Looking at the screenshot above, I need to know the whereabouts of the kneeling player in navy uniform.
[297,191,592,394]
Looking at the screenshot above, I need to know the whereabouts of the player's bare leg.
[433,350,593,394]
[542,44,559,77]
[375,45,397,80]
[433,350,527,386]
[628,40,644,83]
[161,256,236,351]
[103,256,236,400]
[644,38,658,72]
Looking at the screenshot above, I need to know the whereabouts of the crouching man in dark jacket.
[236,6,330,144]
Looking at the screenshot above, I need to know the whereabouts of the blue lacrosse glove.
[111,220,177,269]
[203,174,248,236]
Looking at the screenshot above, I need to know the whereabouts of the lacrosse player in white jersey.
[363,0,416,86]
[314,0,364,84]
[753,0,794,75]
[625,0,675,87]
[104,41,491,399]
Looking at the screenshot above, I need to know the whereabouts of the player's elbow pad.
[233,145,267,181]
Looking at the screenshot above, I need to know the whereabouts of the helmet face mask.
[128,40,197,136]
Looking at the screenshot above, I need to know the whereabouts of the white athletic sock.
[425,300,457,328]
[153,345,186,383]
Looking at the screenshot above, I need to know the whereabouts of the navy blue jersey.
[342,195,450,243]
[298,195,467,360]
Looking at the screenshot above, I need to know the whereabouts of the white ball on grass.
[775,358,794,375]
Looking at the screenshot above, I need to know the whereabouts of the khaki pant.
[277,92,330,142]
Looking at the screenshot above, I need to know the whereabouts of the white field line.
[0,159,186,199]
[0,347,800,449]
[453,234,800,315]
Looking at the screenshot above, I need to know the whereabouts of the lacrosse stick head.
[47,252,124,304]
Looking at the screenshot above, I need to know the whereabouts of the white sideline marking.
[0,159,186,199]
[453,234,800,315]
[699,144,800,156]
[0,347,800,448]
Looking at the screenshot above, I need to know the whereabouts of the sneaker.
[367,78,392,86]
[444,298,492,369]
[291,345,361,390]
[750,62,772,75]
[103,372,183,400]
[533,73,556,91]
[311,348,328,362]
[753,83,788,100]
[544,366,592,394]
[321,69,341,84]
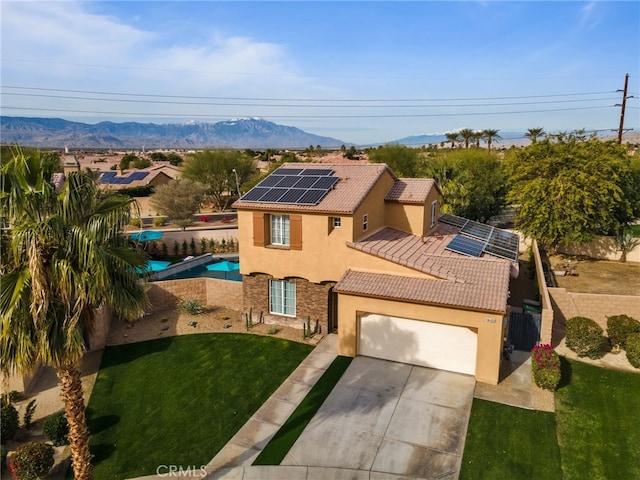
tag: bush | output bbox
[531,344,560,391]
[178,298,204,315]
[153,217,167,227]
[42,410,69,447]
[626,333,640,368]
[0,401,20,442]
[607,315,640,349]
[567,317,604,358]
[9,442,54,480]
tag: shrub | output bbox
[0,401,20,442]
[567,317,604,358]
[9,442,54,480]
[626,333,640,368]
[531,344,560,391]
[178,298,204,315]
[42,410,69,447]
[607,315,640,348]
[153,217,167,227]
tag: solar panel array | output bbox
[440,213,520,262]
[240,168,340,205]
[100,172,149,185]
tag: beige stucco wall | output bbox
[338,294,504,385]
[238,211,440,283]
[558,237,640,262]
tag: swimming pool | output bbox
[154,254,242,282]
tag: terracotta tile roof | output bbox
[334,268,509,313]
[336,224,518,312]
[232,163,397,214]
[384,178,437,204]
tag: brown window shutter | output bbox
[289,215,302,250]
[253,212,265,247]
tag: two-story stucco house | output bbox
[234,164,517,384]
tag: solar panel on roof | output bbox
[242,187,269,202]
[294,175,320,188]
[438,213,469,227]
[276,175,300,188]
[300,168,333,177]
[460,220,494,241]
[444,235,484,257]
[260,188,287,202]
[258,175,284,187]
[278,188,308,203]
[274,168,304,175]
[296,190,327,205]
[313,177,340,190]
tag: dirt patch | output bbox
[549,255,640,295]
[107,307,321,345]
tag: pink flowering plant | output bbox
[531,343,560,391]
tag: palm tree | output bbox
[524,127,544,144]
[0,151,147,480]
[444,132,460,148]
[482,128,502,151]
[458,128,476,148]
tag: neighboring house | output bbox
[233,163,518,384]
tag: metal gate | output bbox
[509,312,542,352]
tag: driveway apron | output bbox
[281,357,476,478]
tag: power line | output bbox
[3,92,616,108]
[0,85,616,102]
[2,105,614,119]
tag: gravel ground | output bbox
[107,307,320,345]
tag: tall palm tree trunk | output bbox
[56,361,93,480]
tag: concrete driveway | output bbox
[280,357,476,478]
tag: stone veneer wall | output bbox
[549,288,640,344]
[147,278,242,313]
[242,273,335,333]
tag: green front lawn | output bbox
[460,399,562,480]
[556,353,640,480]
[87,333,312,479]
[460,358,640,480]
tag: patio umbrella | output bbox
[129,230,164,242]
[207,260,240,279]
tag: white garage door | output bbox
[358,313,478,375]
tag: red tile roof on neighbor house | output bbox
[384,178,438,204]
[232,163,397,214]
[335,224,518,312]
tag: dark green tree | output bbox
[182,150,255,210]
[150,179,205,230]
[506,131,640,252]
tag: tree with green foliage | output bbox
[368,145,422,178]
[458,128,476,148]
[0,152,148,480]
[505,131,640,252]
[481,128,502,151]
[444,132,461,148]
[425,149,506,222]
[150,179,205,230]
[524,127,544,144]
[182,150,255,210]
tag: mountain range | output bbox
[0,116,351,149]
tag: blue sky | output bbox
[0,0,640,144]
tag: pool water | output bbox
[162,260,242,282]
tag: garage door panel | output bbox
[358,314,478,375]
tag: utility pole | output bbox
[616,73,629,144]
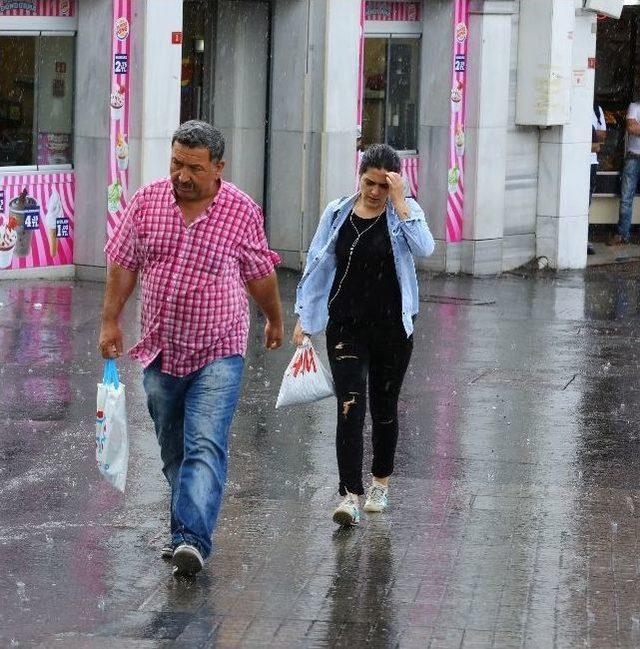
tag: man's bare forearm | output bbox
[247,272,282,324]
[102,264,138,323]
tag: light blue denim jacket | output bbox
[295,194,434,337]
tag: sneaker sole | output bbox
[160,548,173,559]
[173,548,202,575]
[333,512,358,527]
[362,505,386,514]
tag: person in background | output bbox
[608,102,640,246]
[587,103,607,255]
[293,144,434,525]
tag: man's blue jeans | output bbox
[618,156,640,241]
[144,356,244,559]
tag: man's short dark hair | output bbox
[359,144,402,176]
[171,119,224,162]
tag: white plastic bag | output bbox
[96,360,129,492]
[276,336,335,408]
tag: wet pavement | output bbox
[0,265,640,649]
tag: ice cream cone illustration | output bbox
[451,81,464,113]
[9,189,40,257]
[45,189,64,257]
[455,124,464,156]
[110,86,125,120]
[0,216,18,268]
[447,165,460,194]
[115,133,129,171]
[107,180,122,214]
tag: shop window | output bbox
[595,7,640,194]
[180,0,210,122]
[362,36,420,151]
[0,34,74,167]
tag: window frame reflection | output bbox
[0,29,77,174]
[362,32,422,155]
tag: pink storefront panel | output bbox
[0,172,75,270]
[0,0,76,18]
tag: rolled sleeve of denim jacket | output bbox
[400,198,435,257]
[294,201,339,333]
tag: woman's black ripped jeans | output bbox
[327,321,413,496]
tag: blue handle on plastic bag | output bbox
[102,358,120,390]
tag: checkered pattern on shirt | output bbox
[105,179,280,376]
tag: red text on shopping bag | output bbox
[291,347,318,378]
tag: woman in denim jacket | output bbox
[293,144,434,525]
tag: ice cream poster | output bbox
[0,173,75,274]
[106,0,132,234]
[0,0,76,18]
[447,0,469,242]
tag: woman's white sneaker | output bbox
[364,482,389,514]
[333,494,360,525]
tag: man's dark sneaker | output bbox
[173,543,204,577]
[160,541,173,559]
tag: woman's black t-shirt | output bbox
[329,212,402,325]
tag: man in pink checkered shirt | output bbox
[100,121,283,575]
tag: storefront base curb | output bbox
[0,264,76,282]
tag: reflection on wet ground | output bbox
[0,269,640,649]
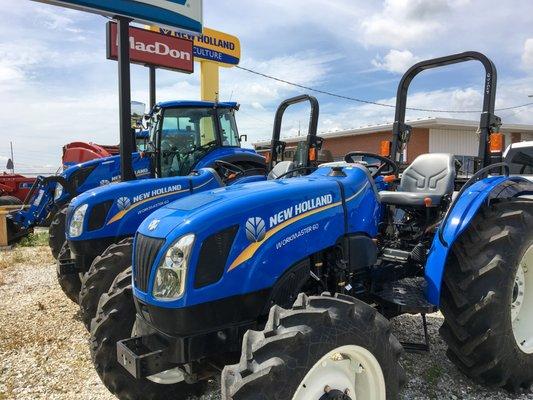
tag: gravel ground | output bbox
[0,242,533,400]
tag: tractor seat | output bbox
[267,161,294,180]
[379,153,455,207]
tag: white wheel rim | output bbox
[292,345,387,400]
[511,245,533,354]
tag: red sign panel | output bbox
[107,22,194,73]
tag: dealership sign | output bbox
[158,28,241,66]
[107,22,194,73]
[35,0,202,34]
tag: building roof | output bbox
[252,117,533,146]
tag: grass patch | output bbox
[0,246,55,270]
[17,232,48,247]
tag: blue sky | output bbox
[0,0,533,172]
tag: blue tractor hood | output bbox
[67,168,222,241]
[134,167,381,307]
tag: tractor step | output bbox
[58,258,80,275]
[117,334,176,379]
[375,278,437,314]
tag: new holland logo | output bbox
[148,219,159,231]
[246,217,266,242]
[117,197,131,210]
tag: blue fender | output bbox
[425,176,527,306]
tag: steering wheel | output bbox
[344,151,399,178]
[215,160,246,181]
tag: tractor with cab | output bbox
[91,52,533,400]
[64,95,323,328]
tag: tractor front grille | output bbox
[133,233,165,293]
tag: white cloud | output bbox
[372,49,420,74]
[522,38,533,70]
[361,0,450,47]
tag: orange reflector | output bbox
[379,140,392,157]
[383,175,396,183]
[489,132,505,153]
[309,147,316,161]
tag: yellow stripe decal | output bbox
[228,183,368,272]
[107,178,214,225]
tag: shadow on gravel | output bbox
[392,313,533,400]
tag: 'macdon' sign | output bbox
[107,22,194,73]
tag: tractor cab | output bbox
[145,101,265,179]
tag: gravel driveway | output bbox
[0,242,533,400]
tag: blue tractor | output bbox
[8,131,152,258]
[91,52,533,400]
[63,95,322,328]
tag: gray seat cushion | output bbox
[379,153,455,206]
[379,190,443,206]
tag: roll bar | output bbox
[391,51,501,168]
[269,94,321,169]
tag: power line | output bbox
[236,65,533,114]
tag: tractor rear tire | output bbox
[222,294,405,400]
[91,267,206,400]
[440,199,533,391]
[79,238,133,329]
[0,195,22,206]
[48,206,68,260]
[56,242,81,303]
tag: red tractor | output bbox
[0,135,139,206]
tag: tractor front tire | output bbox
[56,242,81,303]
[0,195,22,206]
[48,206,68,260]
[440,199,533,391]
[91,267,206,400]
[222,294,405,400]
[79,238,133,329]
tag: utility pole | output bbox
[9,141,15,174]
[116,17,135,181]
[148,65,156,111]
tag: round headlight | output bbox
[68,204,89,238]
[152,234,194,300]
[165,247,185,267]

* Written instruction
Rewrite the part of the records that opens with the line containing "tag: grass patch | output bbox" and closes with the end of the records, changing "tractor" to "vehicle" and leaving everything else unchanged.

* Exercise solution
tag: grass patch | output bbox
[0,246,55,270]
[17,232,48,247]
tag: blue sky | output bbox
[0,0,533,172]
tag: blue vehicle hood | output bbox
[67,168,222,241]
[134,167,381,307]
tag: vehicle step | output bbox
[58,258,80,275]
[117,334,176,379]
[375,278,437,314]
tag: new holland logo | output bbox
[148,219,159,231]
[246,217,266,242]
[117,197,131,210]
tag: blue fender | output bbox
[425,176,527,306]
tag: steering wheel | output bbox
[344,151,399,178]
[215,160,246,181]
tag: vehicle with cab | output bbox
[91,52,533,400]
[64,95,323,328]
tag: vehicle front grille | output bbox
[133,233,165,293]
tag: white cloud | output bbox
[372,49,420,74]
[522,38,533,70]
[361,0,450,47]
tag: orange reflector | output bbox
[379,140,392,157]
[383,175,396,183]
[489,132,505,153]
[309,147,316,161]
tag: yellow stripe decal | output bbox
[228,183,368,272]
[107,178,214,225]
tag: shadow on gravel | output bbox
[392,313,533,400]
tag: 'macdon' sign | output bbox
[107,22,194,73]
tag: vehicle cab | output bbox
[145,101,265,179]
tag: gravel driveway | output bbox
[0,242,533,400]
tag: blue vehicle | output bbox
[8,131,152,258]
[91,52,533,400]
[63,95,322,328]
tag: gray seat cushion | output bbox
[379,153,455,206]
[379,190,443,206]
tag: roll bar | output bbox
[391,51,501,168]
[269,94,321,169]
tag: power line | output bbox
[236,65,533,114]
tag: vehicle rear tire | output bbox
[222,294,405,400]
[91,267,206,400]
[440,199,533,391]
[79,238,133,329]
[0,195,22,206]
[48,206,68,260]
[56,242,81,303]
tag: red vehicle | output bbox
[0,135,139,206]
tag: vehicle front tire | output bbox
[56,242,81,303]
[0,195,22,206]
[48,206,68,260]
[440,199,533,391]
[91,267,206,400]
[222,294,405,400]
[79,238,133,329]
tag: utility pole | output bbox
[9,141,15,174]
[116,17,135,181]
[148,65,156,111]
tag: round headlight | output bbox
[68,204,89,238]
[152,234,194,300]
[165,247,185,267]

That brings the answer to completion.